§ Article:
(begin)

Wednesday, August 5, 2015

gc-branch update with CK's BFS 0463

CK finally releases BFS 0463 against kernel 4.1 this week, so here comes the gc branch updates.

What's new:
1. Base on BFS 0463 and kernel v4.1.4
2. Fix/Sync against BFS 0463
  • 3b14908 bfs: [Sync] 4.1 schedule_user().
  • 9f9dc34 bfs: [Fix] 0463 remove unused register_task_migration_notifier().
3. New Sync patches which pick up sync changes from previous mainline changes (most from 3.17 to 3.18 and some fixes upon previous patch)
  • 0145370 bfs: [Sync] TIF_POLLING_NRFLAG for wake_up_if_idle() and resched_curr().
  • 775e28a bfs: [Sync] sched_init_numa().
  • c6c5894 bfs: [Sync] task_sched_runtime().
  • 4a48abf bfs: [Sync] sched_setscheduler() logic, v3
4. Give a meaningful version name for this patch sets "v4.1_0463_1"
  • dc4fa45 bfs: -gc BFS enchancement patch set version.

Code has been forced push to bitbucket and github . For those just want to easier apply the patches, here is the one for all patch include all BFS related commits in my gc-branch: bfs_enhancement_v4.1_0463_1.patch

If you are using the gc-branch, I'll highly suggest you to upgrade to this gc release. An updated -vrq branch will be coming soon, no new commits is planned(have to delay to next week as much sync-up works this week), but will be some bug fixes for the existed ones.

BR Alfred Chen


Update:
Add one more commit to fix RCU stall issue.

bfs: v4.1_0463_1 rcu stall fix.

40 comments:

  1. Unfortunately, this update breaks my system. I've encountered RCU stalls after NetworkManager bootup with warnings in dmesg and complete system hanging. Mainline 4.1.4 works OK.

    ReplyDelete
  2. P.S. Here is appropriate commit in my git tree, it corresponds to your pure BFS patch:

    https://github.com/pfactum/pf-kernel/commit/2fec55d0bd336e3a860dd8ffcc9fe52eb14bdf20

    Also, here is my config:

    https://github.com/pfactum/pf-kernel/blob/pf-4.1/configs/dell-vostro-3360.config

    RCU has been configured as follows:

    ===
    # RCU Subsystem
    CONFIG_PREEMPT_RCU=y
    CONFIG_SRCU=y
    CONFIG_TASKS_RCU=y
    CONFIG_RCU_STALL_COMMON=y
    CONFIG_RCU_FANOUT=64
    CONFIG_RCU_FANOUT_LEAF=16
    # CONFIG_RCU_FANOUT_EXACT is not set
    CONFIG_RCU_FAST_NO_HZ=y
    # CONFIG_TREE_RCU_TRACE is not set
    CONFIG_RCU_BOOST=y
    CONFIG_RCU_KTHREAD_PRIO=1
    CONFIG_RCU_BOOST_DELAY=500
    # CONFIG_RCU_EXPEDITE_BOOT is not set
    # RCU Debugging
    # CONFIG_PROVE_RCU is not set
    # CONFIG_SPARSE_RCU_POINTER is not set
    CONFIG_RCU_CPU_STALL_TIMEOUT=60
    # CONFIG_RCU_CPU_STALL_INFO is not set
    # CONFIG_RCU_TRACE is not set
    ===

    ReplyDelete
    Replies
    1. Guess it is an new issue, leave the RCU configures aside first, as it works with 4.12 with bfs 0462 and gc, it should be fine for 0463 and gc.

(end)

§ Given instruction 1:
From the rows below, extract everything from the line containing "If you could drop a marker on the blue" through the final row, and reproduce those lines verbatim.

Rows excerpted from a collection:
(begin)

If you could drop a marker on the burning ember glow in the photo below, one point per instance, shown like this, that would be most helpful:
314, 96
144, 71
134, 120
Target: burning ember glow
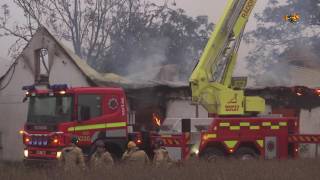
156, 119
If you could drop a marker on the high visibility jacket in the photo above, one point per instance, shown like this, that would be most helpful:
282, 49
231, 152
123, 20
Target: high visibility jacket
135, 156
72, 158
103, 160
161, 157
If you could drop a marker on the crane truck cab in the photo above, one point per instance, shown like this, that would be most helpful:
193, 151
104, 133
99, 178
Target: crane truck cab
57, 112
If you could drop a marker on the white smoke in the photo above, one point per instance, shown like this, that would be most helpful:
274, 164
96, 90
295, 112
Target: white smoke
147, 60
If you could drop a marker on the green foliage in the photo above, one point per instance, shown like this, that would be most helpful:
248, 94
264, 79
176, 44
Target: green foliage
275, 38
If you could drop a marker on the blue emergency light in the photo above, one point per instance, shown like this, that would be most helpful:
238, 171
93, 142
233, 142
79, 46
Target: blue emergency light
58, 87
29, 88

(end)

§ Given instruction 2:
What version name does the post give this patch set?

§ Full response 1:
If you could drop a marker on the blue emergency light in the photo above, one point per instance, shown like this, that would be most helpful:
238, 171
93, 142
233, 142
79, 46
Target: blue emergency light
58, 87
29, 88

§ Full response 2:
v4.1_0463_1